======== TEXT SECTION
Re: Database suggestion

am 05.12.2007 14:52:56 von Marijn

> My question is, will I be able to access and store values by
> addresses?
> Such as here:
> $database[33][NEXT][1221][NEXT][12][COUNT] += 1; for example
>
> Each element contains a COUNT value and an array of childs (NEXT),
> which can be non-empty, empty or non-existent (when i check if it
> exists)

Maybe you should tell us what it is exactly that you are storing,
cause it seems to me that you are over complicating things. What is it
you are counting and why do you currently group it in multi-level
arrays?

Marijn

Re: Database suggestion

am 05.12.2007 14:56:55 von Mikhail Kovalev

On 5 Des, 14:11, "C. (http://symcbean.blogspot.com/)"
wrote:
> On 5 Dec, 11:13, Mikhail Kovalev wrote:
>
> > Hi.
>
> > I work with recursive array trees of 10-20 levels in PHP. So far I
> > have been using serialize() to store the arrays, generating files 5+
> > MB large, which take 10-15 seconds to unserialize and about tenfold of
> > RAM! I've been adviced to use MySQL (relational db's), but are there
> > any other options beside that and var_export/include? Something that
> > works in a similar way as MySQL when adding a new element without
> > loading the whole database itself...
>
> > Thanks!
>
> Any relational DB can model a hierarchical data structure - at the
> simplest level:
>
> node_id unique identifier, not null
> parent_node null
> payload whatever
>
> But getting the threaded structure is a bit tricky -
>
> SELECT parent.node_id as Parent_node_id, parent.payload as
> parent_payload,
> child.node_id as child_node_id, child.payload as child_payload
> FROM mytable parent, mytable child
> WHERE child.parent_node=parent.node_id
> AND parent.node_id=$start_here
>
> .. i.e. by explicitly declaring aliases for each level in the tree you
> can get the sub-nodes, but when you don't know how deep the tree is,
> its not possible to return the whole structure in a single query using
> standard SQL. Oracle allows you to compose queries returning
> representations of hierarchical data (have a google for 'connect by' &
> 'start with') but thats rather non-standard.

I don't know how deep the tree is, but I don't need to return the
whole structure in a single query. Alas, I don't know the nature of
MySQL

At this moment everything I do with my structure happens by calling
addresses
See my reply to The Natural Philosopher.
================
======== DATA SECTION
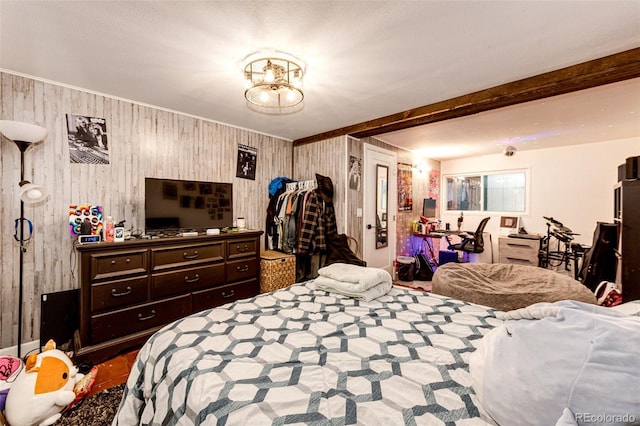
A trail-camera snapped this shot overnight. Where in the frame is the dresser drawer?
================
» **TO BE DONE**:
1 – In the forum thread, how long do the serialized files of 5+ MB take to unserialize?
2 – Copy out the forum thread from "I don't know how" up to and including "The Natural Philosopher.".

» **SOLVED TASKS**:
1 – 10-15 seconds.

2 –
I don't know how deep the tree is, but I don't need to return the
whole structure in a single query. Alas, I don't know the nature of
MySQL

At this moment everything I do with my structure happens by calling
addresses
See my reply to The Natural Philosopher.